Problem 1 → List every organism that the clinical summary below names among the co-infections.
Problem 2 → Write a continuation of the clinical summary on children in the second and third waves, picking up after its final sentence.

Text segment →
--------------------

The common clinical presentations observed include erythematous maculopapular rashes at presentation, (55% vs 40%), lymphadenopathy (33% vs 40%), respiratory symptoms (55.5% vs 20%), neurological (33.3% vs 40%), G.I. symptoms (11.1% vs 40%) during the second and third waves. Two children in each wave had asthma as a comorbidity.  Co-infections were found in 35.7% of children in both waves. (1-Extended-spectrum beta-lactamase E. coli, 1-Pseudomonas, 1- Acinetobacter in blood cultures, 1-Candida tropicalis – in bronchioalveolar lavage, 1-Klebsiella - in urine culture).

One child developed ARDS, another one had vocal cord palsy with aspiration pneumonia.   Left ventricular dysfunction with hypotension, Kawasaki Disease KD-like illness was present in 5/9 versus 2/5 during the second and third waves respectively. MODS, AKI was present in 1/9 vs 3/5, 2/9 (one child developed HHES - Hemi Convulsion-Hemiplegia-Epilepsy-Syndrome) versus 2/5 presented with seizures with encephalopathy during the second and third waves respectively. The length of the hospital stay was 3 to 15 days (mean – 5.7 days, median 3 days), and 5 to 23 days (mean – 11.2 days, median 9 days) during the second and third waves respectively.

--------------------

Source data
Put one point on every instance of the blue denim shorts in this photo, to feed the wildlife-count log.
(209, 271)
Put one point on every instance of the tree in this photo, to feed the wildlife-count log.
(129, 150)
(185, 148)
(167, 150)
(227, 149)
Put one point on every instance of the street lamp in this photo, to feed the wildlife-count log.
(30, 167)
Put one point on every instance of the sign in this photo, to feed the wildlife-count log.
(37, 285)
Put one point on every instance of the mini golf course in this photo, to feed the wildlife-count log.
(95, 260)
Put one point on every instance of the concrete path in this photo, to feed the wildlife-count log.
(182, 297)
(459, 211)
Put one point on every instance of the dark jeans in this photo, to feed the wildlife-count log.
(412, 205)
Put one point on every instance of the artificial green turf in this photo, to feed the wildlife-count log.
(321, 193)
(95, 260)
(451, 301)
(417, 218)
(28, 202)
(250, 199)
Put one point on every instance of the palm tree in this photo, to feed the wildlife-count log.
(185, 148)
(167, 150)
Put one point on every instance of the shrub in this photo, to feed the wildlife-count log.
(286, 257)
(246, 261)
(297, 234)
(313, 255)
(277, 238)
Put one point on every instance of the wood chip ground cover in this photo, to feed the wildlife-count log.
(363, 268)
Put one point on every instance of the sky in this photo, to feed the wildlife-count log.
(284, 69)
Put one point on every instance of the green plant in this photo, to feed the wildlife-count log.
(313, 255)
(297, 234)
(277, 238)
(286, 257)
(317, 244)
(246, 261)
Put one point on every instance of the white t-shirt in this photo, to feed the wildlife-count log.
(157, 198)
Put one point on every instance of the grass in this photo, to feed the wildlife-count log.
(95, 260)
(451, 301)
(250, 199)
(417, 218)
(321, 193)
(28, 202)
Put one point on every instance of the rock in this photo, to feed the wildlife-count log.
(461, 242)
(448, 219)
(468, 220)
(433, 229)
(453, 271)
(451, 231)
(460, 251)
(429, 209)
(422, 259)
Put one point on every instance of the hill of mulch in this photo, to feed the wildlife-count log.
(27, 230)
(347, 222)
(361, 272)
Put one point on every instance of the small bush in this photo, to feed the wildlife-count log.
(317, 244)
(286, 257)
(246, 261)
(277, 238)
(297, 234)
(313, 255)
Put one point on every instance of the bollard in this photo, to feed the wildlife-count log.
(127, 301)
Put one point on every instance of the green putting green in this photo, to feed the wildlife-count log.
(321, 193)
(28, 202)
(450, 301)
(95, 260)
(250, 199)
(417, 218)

--------------------

Answer box 1 → Extended-spectrum beta-lactamase E. coli, Pseudomonas, Acinetobacter, Candida tropicalis, Klebsiella

Answer box 2 →
Two children presented with vocal cord palsy with aspiration pneumonia at admission (post-infectious neuropathy), one child with HHES (presented with fever, right facial palsy, left-sided hemiparesis, refractory seizures, MRI suggestive of hemi cerebral atrophy, felt to be of multifactorial etiology in the setting of MISC/acute COVID-19 infection), one child with acute abdomen, perforated appendix, refractory septic shock, evidence of coronary dilatation on ECHO  (likely related to Appendicular artery vasculitis with KD like illness in MISC).

The requirements of inotropes were 88.8% vs 80%, mechanical ventilation 33.3% vs 40%, second-line antibiotics 88.8% vs 60%, and anticoagulation 22.2% vs 60% during the second and third waves in the MISC group. 11.1% of Children required NIV, low-dose methylprednisolone, and Tocilizumab during the second wave. 11.1% vs 80% required high-dose methylprednisolone, 55.5% vs 80% required IVIG and methylprednisolone, 11.1% vs 20% required IVIG (alone), 11.1% vs 20% required Tocilizumab, and Anakinra during second and third waves respectively. (Table 2,4)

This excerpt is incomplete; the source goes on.